WHAT IS NEEDED:
Retype the following material word for word, leaving every character and line unchanged.

───── DATASET ENTRIES

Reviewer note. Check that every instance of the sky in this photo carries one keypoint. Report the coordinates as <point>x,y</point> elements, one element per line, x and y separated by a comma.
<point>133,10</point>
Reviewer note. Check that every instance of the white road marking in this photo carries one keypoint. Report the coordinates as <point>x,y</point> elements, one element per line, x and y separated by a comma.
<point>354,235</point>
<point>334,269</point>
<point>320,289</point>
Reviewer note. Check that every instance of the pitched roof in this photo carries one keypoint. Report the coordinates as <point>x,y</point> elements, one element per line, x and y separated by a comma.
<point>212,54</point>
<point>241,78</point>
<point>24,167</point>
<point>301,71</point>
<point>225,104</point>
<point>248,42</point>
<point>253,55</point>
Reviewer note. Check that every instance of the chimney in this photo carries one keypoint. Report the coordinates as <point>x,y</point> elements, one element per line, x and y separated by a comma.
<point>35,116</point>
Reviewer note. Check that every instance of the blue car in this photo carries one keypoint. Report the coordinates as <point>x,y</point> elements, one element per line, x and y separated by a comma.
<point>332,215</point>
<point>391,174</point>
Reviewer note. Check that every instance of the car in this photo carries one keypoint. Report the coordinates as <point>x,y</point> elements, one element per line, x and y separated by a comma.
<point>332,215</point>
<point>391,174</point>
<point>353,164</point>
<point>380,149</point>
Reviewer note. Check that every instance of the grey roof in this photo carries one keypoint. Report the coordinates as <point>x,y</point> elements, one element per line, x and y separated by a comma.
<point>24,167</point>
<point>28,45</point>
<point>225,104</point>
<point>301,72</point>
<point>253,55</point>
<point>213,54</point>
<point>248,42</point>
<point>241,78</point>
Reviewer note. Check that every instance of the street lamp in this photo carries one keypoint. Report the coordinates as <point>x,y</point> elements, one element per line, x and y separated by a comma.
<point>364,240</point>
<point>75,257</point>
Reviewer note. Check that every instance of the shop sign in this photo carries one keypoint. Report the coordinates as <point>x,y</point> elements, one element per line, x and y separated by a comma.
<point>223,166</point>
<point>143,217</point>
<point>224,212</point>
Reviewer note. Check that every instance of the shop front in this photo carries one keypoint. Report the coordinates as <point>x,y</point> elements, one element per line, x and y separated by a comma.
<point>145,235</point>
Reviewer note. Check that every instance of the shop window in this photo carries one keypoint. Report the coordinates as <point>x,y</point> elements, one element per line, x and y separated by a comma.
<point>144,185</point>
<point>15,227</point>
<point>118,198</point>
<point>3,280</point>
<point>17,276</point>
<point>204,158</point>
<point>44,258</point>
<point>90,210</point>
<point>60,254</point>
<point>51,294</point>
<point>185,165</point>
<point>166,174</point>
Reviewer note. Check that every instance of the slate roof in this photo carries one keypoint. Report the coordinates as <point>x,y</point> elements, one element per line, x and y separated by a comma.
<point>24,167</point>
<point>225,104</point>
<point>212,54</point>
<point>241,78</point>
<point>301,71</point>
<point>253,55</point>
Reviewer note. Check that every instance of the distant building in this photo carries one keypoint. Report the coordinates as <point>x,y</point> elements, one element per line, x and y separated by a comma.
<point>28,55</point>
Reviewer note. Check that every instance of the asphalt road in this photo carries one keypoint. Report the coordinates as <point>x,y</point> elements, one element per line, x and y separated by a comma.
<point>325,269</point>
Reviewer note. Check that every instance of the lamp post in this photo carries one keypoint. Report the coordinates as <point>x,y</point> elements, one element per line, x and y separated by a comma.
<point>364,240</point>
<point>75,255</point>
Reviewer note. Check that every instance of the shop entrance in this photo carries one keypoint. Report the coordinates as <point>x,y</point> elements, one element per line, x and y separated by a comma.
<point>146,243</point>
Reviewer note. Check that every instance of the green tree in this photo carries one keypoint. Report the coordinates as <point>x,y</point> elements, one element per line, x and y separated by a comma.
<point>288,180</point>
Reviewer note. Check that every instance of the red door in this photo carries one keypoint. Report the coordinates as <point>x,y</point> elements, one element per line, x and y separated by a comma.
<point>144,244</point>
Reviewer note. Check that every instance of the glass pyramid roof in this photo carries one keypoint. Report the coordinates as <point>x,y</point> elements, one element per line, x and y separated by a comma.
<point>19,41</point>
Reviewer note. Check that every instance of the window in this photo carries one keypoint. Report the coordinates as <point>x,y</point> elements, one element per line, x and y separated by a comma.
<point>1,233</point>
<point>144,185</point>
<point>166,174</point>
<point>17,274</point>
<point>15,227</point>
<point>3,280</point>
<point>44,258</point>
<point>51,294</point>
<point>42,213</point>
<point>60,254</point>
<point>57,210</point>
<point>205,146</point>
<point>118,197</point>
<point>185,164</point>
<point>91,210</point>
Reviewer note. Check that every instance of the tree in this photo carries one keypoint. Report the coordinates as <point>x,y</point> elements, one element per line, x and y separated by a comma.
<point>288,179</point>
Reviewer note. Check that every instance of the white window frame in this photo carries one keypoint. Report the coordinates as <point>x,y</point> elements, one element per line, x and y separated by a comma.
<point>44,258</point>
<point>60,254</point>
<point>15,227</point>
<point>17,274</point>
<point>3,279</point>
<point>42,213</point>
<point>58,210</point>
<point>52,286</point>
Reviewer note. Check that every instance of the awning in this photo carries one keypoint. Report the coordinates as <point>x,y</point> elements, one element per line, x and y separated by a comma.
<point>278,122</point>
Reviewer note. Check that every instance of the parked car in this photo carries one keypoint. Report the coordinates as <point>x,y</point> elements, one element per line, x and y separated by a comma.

──────────

TASK ANSWER:
Reviewer note. Check that every instance of the sky in this photo carries one keypoint. Report the coordinates as <point>x,y</point> elements, one element per line, x and y separated by a comma.
<point>133,10</point>
Reviewer note. Check that every instance of the white road marking in this photo carries one keypoint. Report the coordinates as <point>x,y</point> elements, one element per line, x and y separated by a comma.
<point>354,235</point>
<point>334,269</point>
<point>320,289</point>
Reviewer note. Check that every instance of the pitched roof in this photo carries one keypoint. Report the coordinates as <point>x,y</point> elements, one element per line, x and y separated by a comma.
<point>212,54</point>
<point>241,78</point>
<point>24,167</point>
<point>301,71</point>
<point>225,104</point>
<point>248,42</point>
<point>253,55</point>
Reviewer note. Check that every instance of the chimney in this photo carries one keypoint. Report the coordinates as <point>x,y</point> elements, one element per line, x and y separated by a comma.
<point>35,116</point>
Reviewer note. Check that every instance of the blue car in this photo carries one keypoint. Report the coordinates as <point>x,y</point> elements, one element per line, x and y separated by a comma.
<point>332,215</point>
<point>391,174</point>
Reviewer note. Check that every instance of the car in this photo carries one keypoint. Report the coordinates as <point>x,y</point> elements, one element per line, x and y separated by a comma.
<point>332,215</point>
<point>391,174</point>
<point>353,164</point>
<point>380,149</point>
Reviewer note. Check that every instance of the grey roof in this photo carries one keypoint. Report the coordinates as <point>x,y</point> elements, one element per line, x and y separated by a comma.
<point>24,167</point>
<point>28,45</point>
<point>225,104</point>
<point>301,72</point>
<point>253,55</point>
<point>213,54</point>
<point>248,42</point>
<point>241,78</point>
Reviewer note. Check that every instance of the street lamp in this photo carries one keypoint. Report the coordinates as <point>x,y</point> elements, one element per line, x and y separated by a comma.
<point>364,240</point>
<point>75,257</point>
Reviewer note. Check that every instance of the shop sign in this photo carries one keypoint. Report the coordinates as <point>x,y</point> elements, one element per line, x and y separated by a comma.
<point>223,166</point>
<point>143,217</point>
<point>224,212</point>
Reviewer note. Check that every instance of the shop front in this photo carries one keypoint. Report the coordinates as <point>x,y</point> elements, one element per line, x and y separated by a comma.
<point>145,235</point>
Reviewer note. Check that every instance of the shop window in this photo carries one keypoint. Report the coordinates as <point>x,y</point> elements, one element per line, x and y separated by a comma.
<point>144,185</point>
<point>15,227</point>
<point>118,198</point>
<point>3,280</point>
<point>17,276</point>
<point>204,158</point>
<point>44,258</point>
<point>90,210</point>
<point>60,254</point>
<point>51,294</point>
<point>185,165</point>
<point>166,174</point>
Reviewer note. Check that every instance of the slate roof in this photo carries one keypoint. Report the coordinates as <point>x,y</point> elements, one element per line, x and y separated by a comma.
<point>24,167</point>
<point>225,104</point>
<point>212,54</point>
<point>241,78</point>
<point>301,71</point>
<point>253,55</point>
Reviewer note. Check that every instance of the distant building in this photo carries one keypoint. Report the coordinates as <point>x,y</point> elements, one element per line, x and y separated by a comma.
<point>28,55</point>
Reviewer note. Check that every instance of the asphalt road in this photo carries one keypoint. Report the coordinates as <point>x,y</point> elements, one element per line, x and y separated by a comma.
<point>325,269</point>
Reviewer note. Check that every instance of the lamp post in this photo carries one keypoint. Report the coordinates as <point>x,y</point> elements, one element per line, x and y separated by a comma.
<point>364,240</point>
<point>75,255</point>
Reviewer note. Check that every instance of the shop entrance in this photo carries one keypoint. Report the coordinates as <point>x,y</point> elements, one element per line, x and y separated by a comma.
<point>146,243</point>
Reviewer note. Check that every instance of the green tree in this photo carries one keypoint. Report the coordinates as <point>x,y</point> elements, one element per line, x and y separated by a comma.
<point>288,180</point>
Reviewer note. Check that every instance of the red door in this photo carries one keypoint. Report the coordinates as <point>x,y</point> elements, one element per line, x and y separated by a comma.
<point>144,244</point>
Reviewer note. Check that every instance of the glass pyramid roof in this photo carries one keypoint. Report the coordinates as <point>x,y</point> elements, one element per line, x and y separated by a comma.
<point>19,41</point>
Reviewer note. Check that every instance of the window in this photo carries one keypoint. Report the coordinates as <point>x,y</point> elements, one element per line, x and y separated by a comma.
<point>1,233</point>
<point>144,185</point>
<point>166,174</point>
<point>17,274</point>
<point>15,227</point>
<point>3,280</point>
<point>44,258</point>
<point>51,294</point>
<point>42,213</point>
<point>60,254</point>
<point>57,210</point>
<point>205,146</point>
<point>118,197</point>
<point>185,164</point>
<point>91,210</point>
Reviewer note. Check that every instance of the tree in this photo carries one keypoint. Report the coordinates as <point>x,y</point> elements, one element per line, x and y separated by a comma.
<point>288,179</point>
Reviewer note. Check that every instance of the white window frame in this photo carries one keypoint. Report the coordinates as <point>x,y</point> elements, one element per line, x and y separated by a comma.
<point>44,258</point>
<point>60,254</point>
<point>15,227</point>
<point>17,274</point>
<point>3,279</point>
<point>42,213</point>
<point>58,210</point>
<point>52,286</point>
Reviewer note. Check that every instance of the awning in this photo carries one keypoint. Report the coordinates as <point>x,y</point> elements, one element per line, x and y separated by a comma.
<point>278,122</point>
Reviewer note. Check that every instance of the parked car in this photo carries one keypoint. Report the coordinates as <point>x,y</point> elements, one element per line, x and y separated by a comma.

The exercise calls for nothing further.